There's more....there's more....he's making so many new sounds and you can just see that desire for communication simply bursting out of him and, as I think I've mentioned before, he even has different "voices" reserved for different activities like animal conversations, keyboard playing, hair pulling, "throwing" toys, etc. And one final new "development"...Sam has gone from absolutely LOATHING being on his stomach to loving it so much that trying to change him or dress him has become so tricky that I sometimes just leave him "as is" until he's gotten his "crawling" over and done with and then try again later (unless it's a nappy change that is...unfortunately we then have to persevere). But this flip (literally) in behaviour is so so welcoming that it's hard to complain.


Sam has had seven teeth come through since mid-June and his mouth really seems to be driving him pretty crazy as a result. He will chew on anything...ANYTHING! I was standing by the window with him earlier today and next thing he had grabbed the curtains and was chewing on that! 

On to the last resort chewable items, which is his clothes. We have to try keep a bib on him lately, not to help manage the dribbling, but to prevent him from chewing on his actual sweater and sleeves.

 Now, here we have Sam's version of crawling and let me tell you, it's really quite an exhausting exercise and really rather odd as he insists on his arms and hands being under his stomach while he's doing his squirmey wormey exercise. So it first takes some time to get those hands to the side....
 Then he has to lift his bum to get them securely underneath.....

And then he pushes with his legs, squishing that little face solidly down while the little bum stays in the air...presumably for navigational purposes? Who knows!

◆ Information:
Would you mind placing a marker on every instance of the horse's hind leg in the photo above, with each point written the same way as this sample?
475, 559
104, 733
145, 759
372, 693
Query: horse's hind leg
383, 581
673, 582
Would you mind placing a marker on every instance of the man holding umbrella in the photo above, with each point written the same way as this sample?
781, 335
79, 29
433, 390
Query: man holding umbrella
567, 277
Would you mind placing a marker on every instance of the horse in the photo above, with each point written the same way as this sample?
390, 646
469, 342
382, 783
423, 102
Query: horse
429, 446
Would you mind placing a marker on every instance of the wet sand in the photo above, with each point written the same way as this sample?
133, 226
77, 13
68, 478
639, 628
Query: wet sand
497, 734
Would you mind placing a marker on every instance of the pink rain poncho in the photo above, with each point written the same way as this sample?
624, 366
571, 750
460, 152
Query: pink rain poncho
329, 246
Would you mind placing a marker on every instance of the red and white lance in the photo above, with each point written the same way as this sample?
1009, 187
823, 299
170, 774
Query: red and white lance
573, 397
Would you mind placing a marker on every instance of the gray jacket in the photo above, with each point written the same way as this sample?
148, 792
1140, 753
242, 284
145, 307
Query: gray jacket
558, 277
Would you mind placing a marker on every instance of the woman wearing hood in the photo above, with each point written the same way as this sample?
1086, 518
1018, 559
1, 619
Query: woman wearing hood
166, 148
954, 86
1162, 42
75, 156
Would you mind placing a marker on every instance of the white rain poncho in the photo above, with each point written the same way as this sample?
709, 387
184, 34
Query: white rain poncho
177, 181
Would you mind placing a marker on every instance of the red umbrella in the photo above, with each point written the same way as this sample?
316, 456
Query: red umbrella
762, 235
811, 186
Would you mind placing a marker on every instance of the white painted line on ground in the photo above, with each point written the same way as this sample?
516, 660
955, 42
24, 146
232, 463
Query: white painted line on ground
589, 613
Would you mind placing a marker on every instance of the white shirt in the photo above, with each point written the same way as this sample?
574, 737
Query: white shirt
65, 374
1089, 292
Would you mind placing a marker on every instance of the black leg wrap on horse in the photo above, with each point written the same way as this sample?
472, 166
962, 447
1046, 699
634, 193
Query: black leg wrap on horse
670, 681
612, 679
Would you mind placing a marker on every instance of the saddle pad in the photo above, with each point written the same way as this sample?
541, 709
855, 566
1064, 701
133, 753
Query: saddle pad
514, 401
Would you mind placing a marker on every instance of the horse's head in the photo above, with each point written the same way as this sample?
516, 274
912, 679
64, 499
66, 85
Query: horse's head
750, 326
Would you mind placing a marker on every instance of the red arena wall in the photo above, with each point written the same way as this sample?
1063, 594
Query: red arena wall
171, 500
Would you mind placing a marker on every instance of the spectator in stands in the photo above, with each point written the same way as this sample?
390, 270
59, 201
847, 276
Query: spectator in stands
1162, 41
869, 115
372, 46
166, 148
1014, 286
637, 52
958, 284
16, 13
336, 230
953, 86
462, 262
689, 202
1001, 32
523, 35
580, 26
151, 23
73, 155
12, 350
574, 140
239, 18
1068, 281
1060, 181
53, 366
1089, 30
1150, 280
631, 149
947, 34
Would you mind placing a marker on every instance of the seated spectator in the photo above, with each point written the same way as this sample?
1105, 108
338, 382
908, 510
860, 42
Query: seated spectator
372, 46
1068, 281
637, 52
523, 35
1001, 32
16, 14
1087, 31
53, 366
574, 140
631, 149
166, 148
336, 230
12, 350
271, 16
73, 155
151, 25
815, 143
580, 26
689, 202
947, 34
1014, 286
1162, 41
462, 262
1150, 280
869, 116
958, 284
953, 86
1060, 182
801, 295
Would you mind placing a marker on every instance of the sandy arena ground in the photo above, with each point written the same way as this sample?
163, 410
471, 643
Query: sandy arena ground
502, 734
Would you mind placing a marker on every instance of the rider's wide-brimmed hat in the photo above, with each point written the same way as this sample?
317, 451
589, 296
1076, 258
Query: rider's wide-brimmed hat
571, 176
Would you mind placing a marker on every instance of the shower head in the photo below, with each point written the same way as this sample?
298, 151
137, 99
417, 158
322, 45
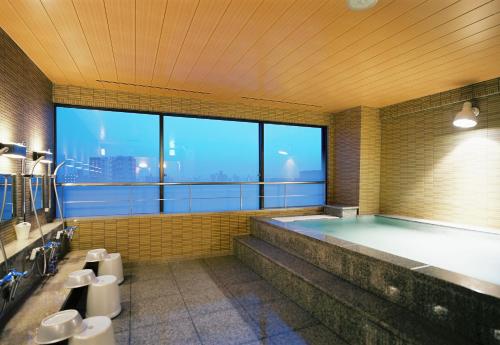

◆ Work instruction: According to the text about Sam, how many teeth has he had come through since mid-June?

◆ Reply to the exercise: Seven teeth.